### Task instructions
Reproduce every line that appears below, precisely and completely.

--*--

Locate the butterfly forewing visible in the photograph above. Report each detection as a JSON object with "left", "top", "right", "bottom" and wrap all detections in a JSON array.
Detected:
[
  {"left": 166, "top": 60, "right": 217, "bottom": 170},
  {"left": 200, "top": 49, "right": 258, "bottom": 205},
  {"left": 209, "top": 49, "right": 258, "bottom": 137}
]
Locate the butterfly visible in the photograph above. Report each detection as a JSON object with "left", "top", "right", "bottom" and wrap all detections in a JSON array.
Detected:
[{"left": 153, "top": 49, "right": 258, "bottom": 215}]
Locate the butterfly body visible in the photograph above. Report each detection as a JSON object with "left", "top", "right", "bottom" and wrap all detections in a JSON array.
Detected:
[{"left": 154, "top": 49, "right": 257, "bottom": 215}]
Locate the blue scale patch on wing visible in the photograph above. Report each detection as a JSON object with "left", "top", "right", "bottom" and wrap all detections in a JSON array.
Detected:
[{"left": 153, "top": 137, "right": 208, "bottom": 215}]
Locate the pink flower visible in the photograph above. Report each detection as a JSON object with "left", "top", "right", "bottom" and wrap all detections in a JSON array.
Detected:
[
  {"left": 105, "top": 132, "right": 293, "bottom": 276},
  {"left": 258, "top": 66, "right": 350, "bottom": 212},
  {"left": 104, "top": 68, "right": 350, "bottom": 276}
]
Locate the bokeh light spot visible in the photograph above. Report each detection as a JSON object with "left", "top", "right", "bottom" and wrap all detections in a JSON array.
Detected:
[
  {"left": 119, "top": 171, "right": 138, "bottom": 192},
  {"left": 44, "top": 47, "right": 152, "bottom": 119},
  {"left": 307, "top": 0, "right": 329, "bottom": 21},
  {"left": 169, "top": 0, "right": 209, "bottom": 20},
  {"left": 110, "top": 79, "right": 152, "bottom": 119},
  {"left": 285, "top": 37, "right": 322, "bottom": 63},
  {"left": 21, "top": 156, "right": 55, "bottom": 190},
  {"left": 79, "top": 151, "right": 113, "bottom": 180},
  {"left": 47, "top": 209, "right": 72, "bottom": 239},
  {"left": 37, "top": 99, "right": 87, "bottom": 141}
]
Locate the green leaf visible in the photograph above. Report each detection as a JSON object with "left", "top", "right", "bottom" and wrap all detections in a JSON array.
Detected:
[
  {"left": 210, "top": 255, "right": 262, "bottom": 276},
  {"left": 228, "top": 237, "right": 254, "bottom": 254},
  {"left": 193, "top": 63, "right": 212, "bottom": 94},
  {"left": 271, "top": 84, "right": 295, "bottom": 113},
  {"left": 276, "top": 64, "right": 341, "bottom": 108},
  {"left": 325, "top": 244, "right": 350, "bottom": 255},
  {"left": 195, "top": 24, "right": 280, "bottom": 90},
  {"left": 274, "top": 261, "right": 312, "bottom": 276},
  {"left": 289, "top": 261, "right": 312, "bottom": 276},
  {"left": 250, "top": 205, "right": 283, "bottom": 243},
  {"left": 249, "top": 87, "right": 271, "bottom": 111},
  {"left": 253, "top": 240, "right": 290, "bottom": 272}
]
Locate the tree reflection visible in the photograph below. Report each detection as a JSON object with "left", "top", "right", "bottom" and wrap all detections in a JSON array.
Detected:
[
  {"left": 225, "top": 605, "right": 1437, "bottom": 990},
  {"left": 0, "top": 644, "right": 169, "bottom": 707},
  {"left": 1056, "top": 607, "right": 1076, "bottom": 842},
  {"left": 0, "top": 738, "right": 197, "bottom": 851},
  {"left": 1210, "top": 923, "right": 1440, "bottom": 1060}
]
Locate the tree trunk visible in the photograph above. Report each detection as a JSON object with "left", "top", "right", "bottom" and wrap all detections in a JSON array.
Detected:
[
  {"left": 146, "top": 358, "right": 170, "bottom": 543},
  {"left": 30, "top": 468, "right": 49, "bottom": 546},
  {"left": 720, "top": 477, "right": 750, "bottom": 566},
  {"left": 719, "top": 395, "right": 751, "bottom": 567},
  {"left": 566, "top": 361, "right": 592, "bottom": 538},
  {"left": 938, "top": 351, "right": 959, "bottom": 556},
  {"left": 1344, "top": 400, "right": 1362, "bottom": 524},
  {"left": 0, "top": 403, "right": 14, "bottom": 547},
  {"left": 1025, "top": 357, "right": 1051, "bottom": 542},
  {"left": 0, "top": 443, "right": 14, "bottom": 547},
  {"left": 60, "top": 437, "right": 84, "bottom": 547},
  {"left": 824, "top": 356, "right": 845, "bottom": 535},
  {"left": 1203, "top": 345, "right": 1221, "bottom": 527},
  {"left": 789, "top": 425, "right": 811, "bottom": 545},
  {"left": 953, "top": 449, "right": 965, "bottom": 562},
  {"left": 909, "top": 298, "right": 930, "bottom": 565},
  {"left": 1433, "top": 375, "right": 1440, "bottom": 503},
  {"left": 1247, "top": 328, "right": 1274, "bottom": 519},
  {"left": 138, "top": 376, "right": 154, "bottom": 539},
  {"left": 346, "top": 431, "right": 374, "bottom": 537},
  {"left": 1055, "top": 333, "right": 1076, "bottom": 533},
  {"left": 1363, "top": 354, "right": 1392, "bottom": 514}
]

--*--

### Problem solution
Locate the butterfly forewing visible in the photograph above. Report each detection as a JSON object with "left", "top", "right", "bottom" and wrap all detections in a JSON array.
Detected:
[
  {"left": 166, "top": 60, "right": 217, "bottom": 170},
  {"left": 200, "top": 49, "right": 258, "bottom": 205},
  {"left": 209, "top": 49, "right": 258, "bottom": 137}
]
Locate the butterfly visible in the photograph above. Report each detection as a JSON object with "left", "top", "right", "bottom" and wrap all detections in a JSON array.
Detected:
[{"left": 153, "top": 49, "right": 258, "bottom": 215}]
Locate the butterfly body visible in the photograph above. Report each detection as a JSON object with "left", "top", "right", "bottom" and wrap all detections in a JSON array.
Detected:
[{"left": 154, "top": 49, "right": 257, "bottom": 215}]
Locate the blue scale patch on wing visible in the photograph above. Report each detection as a JSON object with "left", "top", "right", "bottom" and wrap all detections in a JSON array.
Detected:
[{"left": 153, "top": 137, "right": 208, "bottom": 215}]
Locate the pink flower visible in the photograph above. Report each detection as a JSON object with "left", "top", "right", "bottom" and wrap all detections in a JSON array.
Detected:
[
  {"left": 105, "top": 132, "right": 293, "bottom": 276},
  {"left": 258, "top": 66, "right": 350, "bottom": 212},
  {"left": 104, "top": 68, "right": 350, "bottom": 276}
]
Locate the bokeh light spot visible in the photograph above. Report each detection as a JSON object with "left", "top", "right", "bottom" and wrap all detections in a JSON array.
Detected:
[
  {"left": 119, "top": 171, "right": 138, "bottom": 192},
  {"left": 44, "top": 47, "right": 152, "bottom": 119},
  {"left": 307, "top": 0, "right": 329, "bottom": 21},
  {"left": 169, "top": 0, "right": 209, "bottom": 20},
  {"left": 110, "top": 79, "right": 152, "bottom": 119},
  {"left": 285, "top": 37, "right": 322, "bottom": 63},
  {"left": 21, "top": 156, "right": 55, "bottom": 190},
  {"left": 79, "top": 151, "right": 113, "bottom": 180},
  {"left": 47, "top": 209, "right": 72, "bottom": 239},
  {"left": 37, "top": 99, "right": 87, "bottom": 141}
]
Locate the green leaf visible in the photograph above. Report each detection as a JSON object with "left", "top", "right", "bottom" and wrap all detections in a JSON array.
Detected:
[
  {"left": 210, "top": 255, "right": 262, "bottom": 276},
  {"left": 228, "top": 237, "right": 254, "bottom": 254},
  {"left": 193, "top": 63, "right": 212, "bottom": 94},
  {"left": 271, "top": 84, "right": 295, "bottom": 113},
  {"left": 276, "top": 64, "right": 341, "bottom": 108},
  {"left": 325, "top": 244, "right": 350, "bottom": 255},
  {"left": 195, "top": 24, "right": 280, "bottom": 90},
  {"left": 274, "top": 261, "right": 312, "bottom": 276},
  {"left": 289, "top": 261, "right": 312, "bottom": 276},
  {"left": 250, "top": 205, "right": 283, "bottom": 243},
  {"left": 249, "top": 87, "right": 271, "bottom": 111},
  {"left": 253, "top": 240, "right": 290, "bottom": 272}
]
Locate the tree reflection visible in the photograph below. Report each detection as a JSON object with "left", "top", "right", "bottom" and wrap all detections in a JSON array.
Detected:
[
  {"left": 225, "top": 605, "right": 1437, "bottom": 990},
  {"left": 0, "top": 644, "right": 169, "bottom": 707},
  {"left": 1056, "top": 607, "right": 1076, "bottom": 842},
  {"left": 0, "top": 738, "right": 197, "bottom": 851},
  {"left": 1210, "top": 923, "right": 1440, "bottom": 1060}
]
Locate the tree trunk visible in the photograph above. Report each detection as a JSON object with "left", "top", "right", "bottom" and wrap all detections in a JSON array.
Detected:
[
  {"left": 146, "top": 358, "right": 170, "bottom": 543},
  {"left": 30, "top": 468, "right": 49, "bottom": 546},
  {"left": 720, "top": 477, "right": 750, "bottom": 566},
  {"left": 719, "top": 395, "right": 751, "bottom": 567},
  {"left": 566, "top": 361, "right": 592, "bottom": 538},
  {"left": 938, "top": 351, "right": 959, "bottom": 556},
  {"left": 1344, "top": 400, "right": 1362, "bottom": 524},
  {"left": 0, "top": 403, "right": 14, "bottom": 547},
  {"left": 1025, "top": 357, "right": 1051, "bottom": 542},
  {"left": 0, "top": 443, "right": 14, "bottom": 547},
  {"left": 60, "top": 437, "right": 84, "bottom": 547},
  {"left": 824, "top": 356, "right": 845, "bottom": 535},
  {"left": 1203, "top": 345, "right": 1221, "bottom": 527},
  {"left": 789, "top": 425, "right": 811, "bottom": 545},
  {"left": 953, "top": 449, "right": 965, "bottom": 562},
  {"left": 909, "top": 298, "right": 930, "bottom": 565},
  {"left": 1433, "top": 375, "right": 1440, "bottom": 503},
  {"left": 1247, "top": 328, "right": 1274, "bottom": 519},
  {"left": 138, "top": 376, "right": 154, "bottom": 539},
  {"left": 346, "top": 431, "right": 374, "bottom": 537},
  {"left": 1055, "top": 333, "right": 1076, "bottom": 533},
  {"left": 1363, "top": 354, "right": 1392, "bottom": 514}
]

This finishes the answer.